• **Sorular ve Görevler**
1. Gemi söküm işçileriyle ilgili metindeki şu cümleyi İngilizceye çevirin: "Binlerce işçi gibi akademisyenler de kendi deneyimleri ışığında bir çıkış yolu arıyor."
2. Gemi söküm işçileriyle ilgili metinden "Gemi söküm işçisi" ile "bir an yaşadım." arasındaki bölümü, bu iki ifade de dahil olmak üzere hiçbir değişiklik yapmadan kopyalayın.

• **Belge Alıntısı**
>>>

Gemi söküm işçisi ile akademisyenin 'kod 49' kesişmesi: 'Koca profesörler' o birliği yakalayamadı
Binlerce işçi gibi akademisyenler de kendi deneyimleri ışığında bir çıkış yolu arıyor. Bu deneyimler sömürüde kesişiyorsa işçi sınıfının birliği ve mücadelesinde de kesişecek elbet…
Ekinsu Devrim Danış
Doktora tezim için gemi söküm işçileri ile görüşmek üzere Aliağa’da olduğum süreçte, bir araştırmacı olarak vakıf üniversitesi çalışanlarının büyük bir kısmının reddettiği işçilik deneyimlerini açığa çıkaran bir an yaşadım.

<<<

• **Öğeler**
>>>

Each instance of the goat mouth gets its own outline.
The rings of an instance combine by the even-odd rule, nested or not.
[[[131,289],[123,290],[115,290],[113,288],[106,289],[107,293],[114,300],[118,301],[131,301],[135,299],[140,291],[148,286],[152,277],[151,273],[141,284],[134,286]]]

<<<
>>>

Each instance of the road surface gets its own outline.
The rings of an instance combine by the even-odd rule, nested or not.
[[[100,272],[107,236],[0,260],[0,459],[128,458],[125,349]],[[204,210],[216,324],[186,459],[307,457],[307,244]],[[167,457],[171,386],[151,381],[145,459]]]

<<<

• **Çözüm Listesi**
1. Like thousands of workers, academics too are searching for a way out in light of their own experiences.

2.
Gemi söküm işçisi ile akademisyenin 'kod 49' kesişmesi: 'Koca profesörler' o birliği yakalayamadı
Binlerce işçi gibi akademisyenler de kendi deneyimleri ışığında bir çıkış yolu arıyor. Bu deneyimler sömürüde kesişiyorsa işçi sınıfının birliği ve mücadelesinde de kesişecek elbet…
Ekinsu Devrim Danış
Doktora tezim için gemi söküm işçileri ile görüşmek üzere Aliağa’da olduğum süreçte, bir araştırmacı olarak vakıf üniversitesi çalışanlarının büyük bir kısmının reddettiği işçilik deneyimlerini açığa çıkaran bir an yaşadım.